● **Excerpted passage**:
[start]
What SimGolf Can Teach You about Designing the Perfect Level

Alex J. Champandard on October 8, 2007

Do you know what the perfect level in your game looks like? Forget the story, focus on how the structure of the level emphasizes the core gameplay mechanics. What process do you use to guarantee that all your levels fulfill their potential?

Cue SimGolf, a simulation game where you play the role of a golf course designer and part-time professional golfer. The experience is not only fun, but it also answers some interesting questions about the role artificial intelligence plays in the process of designing levels. This review looks at the different elements involved, and then shows how you can apply them into your own game.

Artificial Emotions

While designing your grounds in SimGolf, you’ll notice little “Sims” trying out your course by playing each hole. These golfers have artificial emotions, which affects how they feel about your design.

Golfer feedback.

Screenshot 1: Golfers voicing their feedback about the course.

Notably, the Sim Golfers:

  • Comment on features of the course as they walk around.

  • Chat and congratulate with each other, and sometimes trash-talk.

  • Provide feedback about their shots and experiences.

Each Sim has a unique combination of character traits: neat, outgoing, active, playful, nice. Their behavior and preferences vary accordingly…

Unique Playing Styles

On top of the emotions, playing styles are modeled for each Sim Golfer. There are multiple specific skills, but they can be broken down into three categories:

  1. Length — How powerful the golfer is with different clubs.

  2. Accuracy — How easily the golfer can control the ball.

  3. Imagination — How creatively golfers approach each hole.

Professional Golfer

The skills affect the decisions the golfers make to complete the course. So in the end, there are major differences between professional golfers who take more direct and risky shots, and the casual golfers who take the safer and longer route.

Building a successful course then becomes a matter of understanding these different demographics and designing with each of them in mind. Keeping the superstars golfers is necessary to bring you fame and exposure from tournaments, while the casual golfers pay the high membership fees!

Patterns and Statistics to Assist Design

In SimGolf, pleasing these different kinds of players takes a certain creativity, but part of it is mechanical too. The game in fact rewards you for designing holes of different types. In a sense, you’re encouraged to use patterns while designing:

  • Fairway split into two down the middle.

  • Discontinuous fairway surrounded by rough.

  • Green hidden bytrees of varying heights.

  • Long hole with a dog-leg.

The process of designing and assembling these patterns is extremely similar to level design. But there’s more to SimGolf; the game gives you very specific statistics how your golfers played the course. For example, each hole has a measure of how much accuracy, power, and imagination required to complete it.

Making a perfect hole is a matter of incremental redesign to accommodate all the different traits, and try to make them balance out. For example, a hole could offer two paths, one that requires accuracy in landing on a small piece of fairway behind the trees, and a second that would be a longer way around with very few obstacles.

A simple golf course.

Screenshot 2: Following the shots of a golfer through the course.
[end]
● **Location-identification entries**:
[start]
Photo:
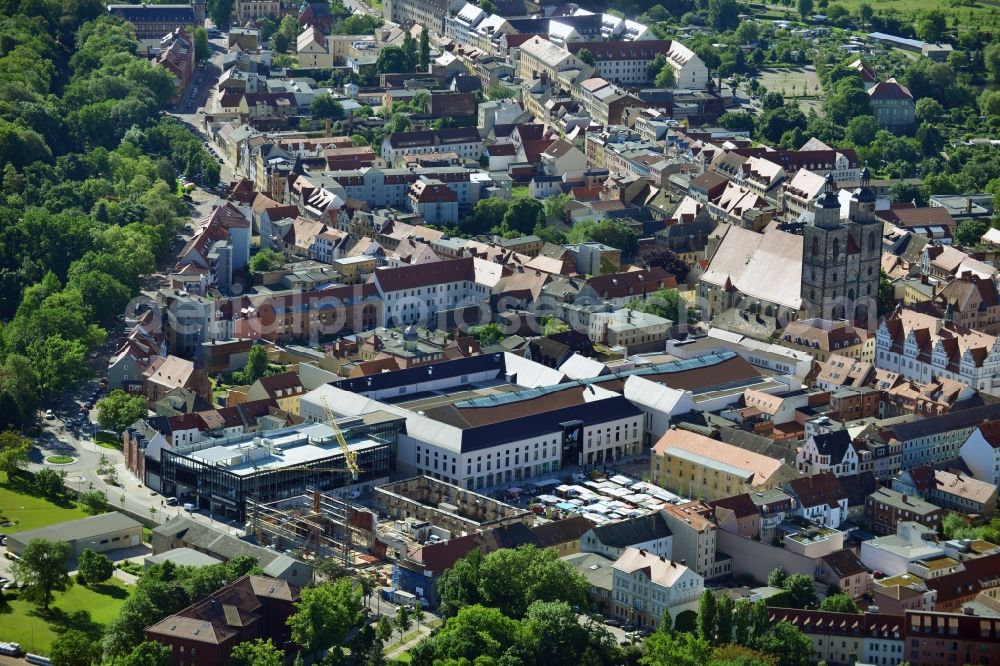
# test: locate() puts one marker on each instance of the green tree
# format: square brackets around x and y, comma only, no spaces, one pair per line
[723,15]
[555,207]
[424,50]
[886,294]
[410,51]
[326,107]
[865,13]
[18,394]
[258,652]
[147,653]
[777,577]
[801,591]
[931,25]
[60,363]
[991,58]
[680,649]
[94,567]
[861,130]
[510,580]
[724,619]
[43,569]
[488,334]
[118,410]
[14,449]
[666,303]
[94,502]
[201,48]
[787,643]
[257,365]
[521,217]
[74,648]
[969,233]
[403,621]
[666,77]
[741,622]
[840,603]
[759,618]
[325,613]
[848,100]
[928,109]
[219,11]
[612,232]
[48,483]
[707,616]
[266,260]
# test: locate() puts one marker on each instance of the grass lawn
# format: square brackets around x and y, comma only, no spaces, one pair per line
[end]
● **Set of tasks**:
1. In the SimGolf article, what three categories do the golfers' playing skills fall into?
2. Transcribe the location-identification listing line for line. Leave the picture out of your copy.

● **Solutions for each task**:
1. Length, accuracy, and imagination.

2.
Photo:
# test: locate() puts one marker on each instance of the green tree
# format: square brackets around x and y, comma only, no spaces, one pair per line
[723,15]
[555,207]
[424,50]
[886,294]
[410,51]
[326,107]
[865,13]
[18,394]
[258,652]
[147,653]
[777,577]
[801,591]
[931,25]
[60,363]
[991,58]
[680,649]
[94,567]
[861,130]
[510,580]
[724,619]
[43,569]
[488,334]
[118,410]
[14,449]
[666,303]
[94,502]
[201,48]
[787,643]
[257,365]
[521,217]
[74,648]
[969,233]
[403,621]
[666,77]
[741,622]
[840,603]
[759,618]
[325,613]
[848,100]
[928,109]
[219,11]
[612,232]
[48,483]
[707,616]
[266,260]
# test: locate() puts one marker on each instance of the grass lawn
# format: square brackets around x and y, comma only, no spaces, one pair per line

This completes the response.